== EXERCISE DETAILS ==
Switch "largest" to "biggest" in the lines from the start of the records up to and including the line with "x=300 y=236", and write out only those lines with nothing else changed.

== DATASET ROWS ==
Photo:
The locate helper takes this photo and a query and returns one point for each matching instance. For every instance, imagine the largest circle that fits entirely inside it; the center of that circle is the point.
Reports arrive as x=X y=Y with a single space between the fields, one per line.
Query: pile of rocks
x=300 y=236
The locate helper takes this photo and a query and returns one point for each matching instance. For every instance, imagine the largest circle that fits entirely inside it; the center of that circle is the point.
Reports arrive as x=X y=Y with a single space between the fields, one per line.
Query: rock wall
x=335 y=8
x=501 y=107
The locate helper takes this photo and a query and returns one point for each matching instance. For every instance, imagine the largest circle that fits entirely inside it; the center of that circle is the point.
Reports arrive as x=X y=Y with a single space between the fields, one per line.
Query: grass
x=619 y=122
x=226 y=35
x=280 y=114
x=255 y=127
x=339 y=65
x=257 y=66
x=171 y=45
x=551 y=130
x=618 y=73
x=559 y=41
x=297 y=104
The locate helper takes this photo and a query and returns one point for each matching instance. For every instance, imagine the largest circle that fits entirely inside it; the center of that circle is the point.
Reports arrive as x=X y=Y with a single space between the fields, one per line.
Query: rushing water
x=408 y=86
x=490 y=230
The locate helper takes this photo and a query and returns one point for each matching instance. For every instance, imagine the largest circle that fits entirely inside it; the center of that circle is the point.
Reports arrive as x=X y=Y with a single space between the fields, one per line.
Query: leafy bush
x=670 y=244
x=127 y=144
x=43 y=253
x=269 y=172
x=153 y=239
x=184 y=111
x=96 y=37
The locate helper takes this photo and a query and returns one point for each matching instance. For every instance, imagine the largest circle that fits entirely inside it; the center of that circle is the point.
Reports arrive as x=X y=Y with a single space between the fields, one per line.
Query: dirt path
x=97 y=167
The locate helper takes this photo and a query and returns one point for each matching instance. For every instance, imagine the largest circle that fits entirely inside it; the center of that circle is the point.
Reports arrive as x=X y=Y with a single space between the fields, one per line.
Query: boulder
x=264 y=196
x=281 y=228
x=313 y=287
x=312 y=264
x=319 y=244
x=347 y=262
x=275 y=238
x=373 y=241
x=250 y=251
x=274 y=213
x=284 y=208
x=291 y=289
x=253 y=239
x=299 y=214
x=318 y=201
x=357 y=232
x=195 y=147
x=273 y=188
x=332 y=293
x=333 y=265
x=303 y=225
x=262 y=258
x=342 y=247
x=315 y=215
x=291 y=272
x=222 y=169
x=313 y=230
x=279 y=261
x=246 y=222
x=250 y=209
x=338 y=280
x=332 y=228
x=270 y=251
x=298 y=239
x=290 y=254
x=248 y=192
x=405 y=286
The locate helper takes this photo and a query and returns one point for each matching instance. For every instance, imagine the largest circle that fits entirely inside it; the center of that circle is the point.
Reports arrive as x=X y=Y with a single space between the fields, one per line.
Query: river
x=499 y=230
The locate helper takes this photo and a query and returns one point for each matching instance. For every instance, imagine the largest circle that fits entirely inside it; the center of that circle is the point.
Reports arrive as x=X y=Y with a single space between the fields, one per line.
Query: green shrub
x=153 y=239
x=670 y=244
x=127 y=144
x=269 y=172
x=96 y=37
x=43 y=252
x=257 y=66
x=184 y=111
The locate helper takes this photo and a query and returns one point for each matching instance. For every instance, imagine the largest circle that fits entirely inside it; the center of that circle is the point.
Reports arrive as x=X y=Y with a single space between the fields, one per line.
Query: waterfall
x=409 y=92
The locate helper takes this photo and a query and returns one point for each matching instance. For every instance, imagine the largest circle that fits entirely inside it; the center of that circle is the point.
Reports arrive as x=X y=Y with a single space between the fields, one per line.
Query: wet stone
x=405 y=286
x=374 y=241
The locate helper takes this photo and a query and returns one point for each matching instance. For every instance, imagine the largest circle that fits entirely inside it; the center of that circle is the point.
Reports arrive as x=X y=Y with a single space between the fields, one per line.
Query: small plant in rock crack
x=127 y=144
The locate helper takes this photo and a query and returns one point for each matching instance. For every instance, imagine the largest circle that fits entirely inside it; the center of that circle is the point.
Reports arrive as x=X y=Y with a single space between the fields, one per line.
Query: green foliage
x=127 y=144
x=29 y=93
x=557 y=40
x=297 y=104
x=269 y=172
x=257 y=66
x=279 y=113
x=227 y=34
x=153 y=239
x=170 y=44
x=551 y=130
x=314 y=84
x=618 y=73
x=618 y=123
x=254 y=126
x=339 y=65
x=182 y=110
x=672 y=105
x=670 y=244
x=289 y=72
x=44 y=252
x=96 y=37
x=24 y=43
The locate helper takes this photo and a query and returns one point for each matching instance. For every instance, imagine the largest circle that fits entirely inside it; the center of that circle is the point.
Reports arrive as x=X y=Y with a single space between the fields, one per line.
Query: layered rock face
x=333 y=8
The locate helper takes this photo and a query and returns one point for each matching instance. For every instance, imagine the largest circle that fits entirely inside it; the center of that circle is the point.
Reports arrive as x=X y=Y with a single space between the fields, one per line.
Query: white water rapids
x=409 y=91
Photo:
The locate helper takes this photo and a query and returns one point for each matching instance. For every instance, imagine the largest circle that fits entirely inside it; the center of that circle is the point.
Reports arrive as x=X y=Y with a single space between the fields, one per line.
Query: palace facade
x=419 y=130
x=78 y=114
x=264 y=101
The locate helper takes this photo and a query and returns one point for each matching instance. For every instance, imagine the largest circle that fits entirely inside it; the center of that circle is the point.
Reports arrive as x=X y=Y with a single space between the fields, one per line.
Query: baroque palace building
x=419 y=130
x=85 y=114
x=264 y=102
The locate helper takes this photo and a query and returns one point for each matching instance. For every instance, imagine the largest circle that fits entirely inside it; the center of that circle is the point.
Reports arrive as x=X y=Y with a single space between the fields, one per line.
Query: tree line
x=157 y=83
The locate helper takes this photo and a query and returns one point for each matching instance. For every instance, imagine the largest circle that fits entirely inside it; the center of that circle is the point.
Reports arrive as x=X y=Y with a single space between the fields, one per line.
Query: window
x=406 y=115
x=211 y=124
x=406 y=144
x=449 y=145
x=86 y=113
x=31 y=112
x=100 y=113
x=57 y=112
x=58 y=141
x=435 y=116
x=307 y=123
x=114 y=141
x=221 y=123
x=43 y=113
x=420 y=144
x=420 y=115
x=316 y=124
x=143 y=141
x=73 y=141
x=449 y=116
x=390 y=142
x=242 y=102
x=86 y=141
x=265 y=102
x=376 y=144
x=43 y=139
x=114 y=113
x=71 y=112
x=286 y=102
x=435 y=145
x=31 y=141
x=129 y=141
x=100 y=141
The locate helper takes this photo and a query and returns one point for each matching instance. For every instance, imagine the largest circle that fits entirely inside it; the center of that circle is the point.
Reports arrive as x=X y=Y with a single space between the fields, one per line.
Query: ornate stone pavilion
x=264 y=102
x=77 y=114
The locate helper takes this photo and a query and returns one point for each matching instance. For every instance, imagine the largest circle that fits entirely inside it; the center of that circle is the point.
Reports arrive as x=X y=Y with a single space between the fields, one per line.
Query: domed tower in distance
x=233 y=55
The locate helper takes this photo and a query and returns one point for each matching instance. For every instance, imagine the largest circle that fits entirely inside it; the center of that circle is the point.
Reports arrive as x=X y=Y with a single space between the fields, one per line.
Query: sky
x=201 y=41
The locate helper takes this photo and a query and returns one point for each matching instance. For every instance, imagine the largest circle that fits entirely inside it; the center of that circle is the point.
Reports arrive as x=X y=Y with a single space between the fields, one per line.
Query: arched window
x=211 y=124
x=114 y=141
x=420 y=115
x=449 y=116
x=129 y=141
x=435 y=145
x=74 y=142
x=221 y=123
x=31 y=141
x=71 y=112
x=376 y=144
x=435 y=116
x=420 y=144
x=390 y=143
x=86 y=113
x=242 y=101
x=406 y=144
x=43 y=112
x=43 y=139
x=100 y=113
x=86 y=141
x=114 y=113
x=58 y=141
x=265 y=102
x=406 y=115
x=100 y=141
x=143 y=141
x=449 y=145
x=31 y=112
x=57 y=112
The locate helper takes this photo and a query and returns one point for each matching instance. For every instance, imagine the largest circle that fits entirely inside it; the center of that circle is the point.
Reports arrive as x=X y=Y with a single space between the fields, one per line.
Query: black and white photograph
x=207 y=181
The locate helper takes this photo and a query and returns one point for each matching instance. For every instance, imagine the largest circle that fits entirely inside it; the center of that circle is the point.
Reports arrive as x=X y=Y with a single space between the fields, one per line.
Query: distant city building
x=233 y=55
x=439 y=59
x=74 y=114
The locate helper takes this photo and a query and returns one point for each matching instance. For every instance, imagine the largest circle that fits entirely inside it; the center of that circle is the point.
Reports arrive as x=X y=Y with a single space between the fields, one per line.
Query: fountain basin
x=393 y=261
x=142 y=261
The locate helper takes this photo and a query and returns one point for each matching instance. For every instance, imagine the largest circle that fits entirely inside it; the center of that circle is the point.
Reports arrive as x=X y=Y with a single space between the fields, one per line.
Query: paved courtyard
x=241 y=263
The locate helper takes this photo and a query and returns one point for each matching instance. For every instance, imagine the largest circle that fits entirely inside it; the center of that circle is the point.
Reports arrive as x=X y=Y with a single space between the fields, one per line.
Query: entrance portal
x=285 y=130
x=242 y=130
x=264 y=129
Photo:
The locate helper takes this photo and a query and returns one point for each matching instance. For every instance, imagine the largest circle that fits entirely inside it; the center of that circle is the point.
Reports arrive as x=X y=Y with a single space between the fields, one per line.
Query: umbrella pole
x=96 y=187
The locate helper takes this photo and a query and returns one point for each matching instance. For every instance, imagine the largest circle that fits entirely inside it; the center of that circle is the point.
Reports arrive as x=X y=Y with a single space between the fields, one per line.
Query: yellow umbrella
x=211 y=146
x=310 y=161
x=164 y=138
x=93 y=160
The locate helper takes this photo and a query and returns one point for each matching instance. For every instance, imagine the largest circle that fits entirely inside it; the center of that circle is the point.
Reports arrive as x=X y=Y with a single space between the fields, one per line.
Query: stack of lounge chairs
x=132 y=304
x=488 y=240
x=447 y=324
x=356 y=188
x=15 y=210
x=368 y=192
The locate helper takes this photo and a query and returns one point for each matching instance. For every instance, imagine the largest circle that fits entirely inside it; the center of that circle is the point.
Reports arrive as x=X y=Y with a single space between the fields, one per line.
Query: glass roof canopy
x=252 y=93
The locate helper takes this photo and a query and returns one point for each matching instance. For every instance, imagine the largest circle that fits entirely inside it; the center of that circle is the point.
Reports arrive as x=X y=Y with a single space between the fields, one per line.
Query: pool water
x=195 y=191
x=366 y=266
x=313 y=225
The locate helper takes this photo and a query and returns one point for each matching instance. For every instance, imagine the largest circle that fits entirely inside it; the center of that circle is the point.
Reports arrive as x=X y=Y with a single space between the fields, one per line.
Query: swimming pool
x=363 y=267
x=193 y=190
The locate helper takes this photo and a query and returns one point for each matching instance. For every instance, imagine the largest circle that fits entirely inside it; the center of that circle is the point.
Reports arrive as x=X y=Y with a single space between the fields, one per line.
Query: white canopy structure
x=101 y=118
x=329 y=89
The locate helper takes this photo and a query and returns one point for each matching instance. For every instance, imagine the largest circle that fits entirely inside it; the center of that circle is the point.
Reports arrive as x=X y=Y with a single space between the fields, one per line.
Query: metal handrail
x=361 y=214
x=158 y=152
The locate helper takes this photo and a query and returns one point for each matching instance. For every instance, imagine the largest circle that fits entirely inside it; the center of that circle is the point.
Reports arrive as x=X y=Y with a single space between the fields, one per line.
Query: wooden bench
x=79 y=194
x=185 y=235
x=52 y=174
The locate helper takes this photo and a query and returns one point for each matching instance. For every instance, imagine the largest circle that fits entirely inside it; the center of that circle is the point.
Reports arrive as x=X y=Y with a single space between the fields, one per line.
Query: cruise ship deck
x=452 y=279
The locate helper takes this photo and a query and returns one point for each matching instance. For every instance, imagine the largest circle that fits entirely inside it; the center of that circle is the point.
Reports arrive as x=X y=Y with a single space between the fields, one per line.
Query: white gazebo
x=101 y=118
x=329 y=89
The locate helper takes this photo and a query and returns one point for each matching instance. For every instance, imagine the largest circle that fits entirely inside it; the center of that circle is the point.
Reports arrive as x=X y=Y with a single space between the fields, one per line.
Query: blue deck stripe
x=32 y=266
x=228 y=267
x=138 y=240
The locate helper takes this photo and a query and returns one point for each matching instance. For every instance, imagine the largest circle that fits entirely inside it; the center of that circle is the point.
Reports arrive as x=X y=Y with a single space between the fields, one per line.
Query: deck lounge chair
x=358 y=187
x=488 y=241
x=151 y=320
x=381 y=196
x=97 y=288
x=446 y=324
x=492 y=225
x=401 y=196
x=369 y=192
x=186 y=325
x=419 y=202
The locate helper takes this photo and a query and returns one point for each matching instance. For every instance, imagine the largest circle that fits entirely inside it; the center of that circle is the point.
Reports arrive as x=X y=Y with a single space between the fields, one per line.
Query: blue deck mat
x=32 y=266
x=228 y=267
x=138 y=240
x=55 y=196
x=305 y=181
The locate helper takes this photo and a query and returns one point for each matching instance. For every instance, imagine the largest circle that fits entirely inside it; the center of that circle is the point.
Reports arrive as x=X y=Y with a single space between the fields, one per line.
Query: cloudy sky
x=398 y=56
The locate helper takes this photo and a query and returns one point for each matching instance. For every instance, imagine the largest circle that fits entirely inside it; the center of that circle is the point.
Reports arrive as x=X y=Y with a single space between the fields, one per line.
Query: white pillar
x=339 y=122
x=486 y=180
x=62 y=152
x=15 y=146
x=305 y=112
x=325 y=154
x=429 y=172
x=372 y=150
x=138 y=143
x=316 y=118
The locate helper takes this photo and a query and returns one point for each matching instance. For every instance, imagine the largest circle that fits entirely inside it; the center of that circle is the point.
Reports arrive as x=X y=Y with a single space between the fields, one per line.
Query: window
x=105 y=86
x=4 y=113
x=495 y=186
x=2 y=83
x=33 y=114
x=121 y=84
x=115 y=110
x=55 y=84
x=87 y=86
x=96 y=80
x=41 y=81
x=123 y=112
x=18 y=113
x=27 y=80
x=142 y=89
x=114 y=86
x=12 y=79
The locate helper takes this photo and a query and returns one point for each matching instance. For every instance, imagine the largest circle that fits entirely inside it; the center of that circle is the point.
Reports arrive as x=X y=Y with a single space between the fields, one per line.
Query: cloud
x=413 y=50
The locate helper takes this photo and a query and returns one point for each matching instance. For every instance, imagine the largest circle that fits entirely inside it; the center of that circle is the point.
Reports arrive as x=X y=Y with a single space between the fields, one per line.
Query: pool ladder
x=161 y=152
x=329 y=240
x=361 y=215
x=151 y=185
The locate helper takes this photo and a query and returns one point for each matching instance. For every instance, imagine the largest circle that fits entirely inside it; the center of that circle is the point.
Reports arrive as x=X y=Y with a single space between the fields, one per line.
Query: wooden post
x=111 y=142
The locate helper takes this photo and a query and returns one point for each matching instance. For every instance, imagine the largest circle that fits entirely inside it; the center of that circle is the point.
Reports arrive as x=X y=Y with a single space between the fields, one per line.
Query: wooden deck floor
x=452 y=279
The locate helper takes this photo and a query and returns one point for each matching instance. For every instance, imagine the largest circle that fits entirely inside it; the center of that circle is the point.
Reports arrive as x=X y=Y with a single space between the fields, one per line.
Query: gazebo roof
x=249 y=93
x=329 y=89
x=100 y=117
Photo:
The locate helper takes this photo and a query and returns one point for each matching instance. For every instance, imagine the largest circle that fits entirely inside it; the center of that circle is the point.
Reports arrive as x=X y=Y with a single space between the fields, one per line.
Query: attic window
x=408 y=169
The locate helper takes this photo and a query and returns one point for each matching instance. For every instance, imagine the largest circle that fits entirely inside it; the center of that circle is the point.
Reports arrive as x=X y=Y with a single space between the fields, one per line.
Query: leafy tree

== SOLUTION TO THE PROBLEM ==
Photo:
The locate helper takes this photo and a query and returns one point for each matching instance. For every instance, imagine the biggest circle that fits entirely inside it; the center of that circle is the point.
Reports arrive as x=X y=Y with a single space between the fields, one per line.
Query: pile of rocks
x=300 y=236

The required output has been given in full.